→ TASK DIRECTIONS
Reproduce the material below verbatim, from the line containing "Target: **yellow flower center**" down through the line containing "104), (248, 104)]", with both of those lines included.

→ DATASET EXTRACT
— BEGIN —
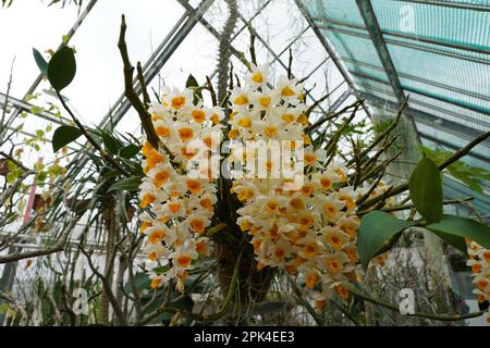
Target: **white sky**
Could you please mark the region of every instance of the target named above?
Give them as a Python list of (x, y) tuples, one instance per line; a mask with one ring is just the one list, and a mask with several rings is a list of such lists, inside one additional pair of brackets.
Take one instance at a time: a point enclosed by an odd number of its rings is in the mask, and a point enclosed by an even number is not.
[[(241, 13), (245, 17), (250, 17), (264, 2), (264, 0), (241, 1)], [(0, 9), (0, 91), (7, 91), (10, 66), (15, 58), (11, 96), (21, 99), (39, 73), (32, 49), (37, 48), (40, 52), (48, 49), (54, 50), (60, 45), (63, 34), (68, 33), (75, 23), (78, 16), (78, 9), (75, 5), (61, 9), (59, 5), (48, 7), (48, 0), (15, 0), (10, 8)], [(88, 0), (85, 1), (86, 3)], [(146, 62), (184, 14), (184, 9), (175, 0), (99, 0), (97, 2), (71, 40), (70, 45), (73, 45), (77, 51), (77, 74), (72, 85), (63, 90), (63, 95), (70, 99), (78, 117), (87, 125), (98, 124), (123, 92), (122, 62), (117, 46), (123, 13), (126, 15), (128, 25), (126, 41), (131, 60), (133, 64), (136, 64), (137, 60)], [(205, 17), (220, 30), (226, 18), (223, 14), (226, 14), (226, 9), (222, 0), (216, 0)], [(242, 23), (238, 23), (241, 27)], [(272, 49), (280, 53), (305, 28), (306, 21), (293, 1), (274, 0), (260, 16), (254, 20), (253, 25), (259, 35), (270, 42)], [(248, 45), (247, 30), (244, 30), (233, 42), (233, 46), (247, 54)], [(261, 63), (272, 60), (271, 54), (260, 42), (256, 44), (256, 49)], [(161, 77), (167, 85), (179, 87), (184, 87), (191, 73), (198, 80), (204, 80), (206, 75), (215, 71), (217, 50), (218, 42), (215, 37), (198, 24), (166, 63), (160, 72)], [(299, 78), (314, 70), (327, 57), (311, 29), (308, 29), (302, 40), (294, 45), (293, 51), (295, 52), (294, 73)], [(287, 61), (287, 54), (285, 52), (282, 55), (283, 61)], [(235, 63), (235, 66), (240, 65)], [(280, 74), (284, 74), (283, 69), (278, 64), (275, 67)], [(328, 76), (327, 79), (326, 76)], [(327, 80), (330, 88), (342, 82), (332, 62), (324, 64), (324, 67), (309, 79), (307, 86), (311, 87), (316, 84), (315, 95), (319, 98), (326, 90)], [(155, 78), (150, 86), (157, 87), (158, 78)], [(37, 91), (48, 87), (49, 84), (44, 82)], [(342, 87), (332, 96), (332, 100), (345, 90), (346, 86)], [(42, 107), (45, 101), (59, 104), (57, 100), (46, 97), (33, 103)], [(135, 133), (138, 125), (138, 117), (131, 110), (118, 125), (118, 129)], [(45, 127), (44, 120), (29, 115), (24, 128), (34, 133)], [(50, 139), (51, 135), (48, 134), (46, 137)], [(42, 152), (46, 158), (52, 158), (50, 146), (47, 146), (46, 151)], [(37, 160), (37, 153), (33, 153), (28, 162)]]

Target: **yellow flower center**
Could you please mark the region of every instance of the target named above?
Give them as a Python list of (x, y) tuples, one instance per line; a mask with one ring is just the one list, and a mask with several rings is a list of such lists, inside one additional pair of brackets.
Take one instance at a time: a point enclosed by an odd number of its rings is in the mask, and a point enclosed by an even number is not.
[(248, 97), (247, 96), (238, 96), (235, 98), (234, 103), (235, 103), (235, 105), (246, 105), (246, 104), (248, 104)]
[(174, 97), (171, 101), (173, 109), (182, 109), (185, 104), (185, 97)]
[(256, 84), (261, 84), (264, 82), (262, 73), (257, 72), (252, 75), (252, 80)]
[(286, 86), (281, 90), (281, 96), (283, 97), (293, 97), (296, 92), (290, 87)]

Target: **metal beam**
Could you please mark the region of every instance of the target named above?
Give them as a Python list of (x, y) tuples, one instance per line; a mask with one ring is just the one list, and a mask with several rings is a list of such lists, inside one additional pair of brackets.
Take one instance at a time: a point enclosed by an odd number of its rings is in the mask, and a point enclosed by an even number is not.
— END —
→ IN RESPONSE
Target: **yellow flower center**
Could you please mark the region of every instance of the target named above?
Give them as a Python list of (x, y) tuples, one instance per line; a mask with one ring is just the one list, and a mask with several rings is a list of such lists, inside one additional pair of brackets.
Take one instance at a time: a point enclosed by an odd number of its rings is in the mask, and a point enclosed by an even number is not.
[(248, 97), (247, 96), (238, 96), (235, 98), (234, 103), (235, 103), (235, 105), (246, 105), (246, 104), (248, 104)]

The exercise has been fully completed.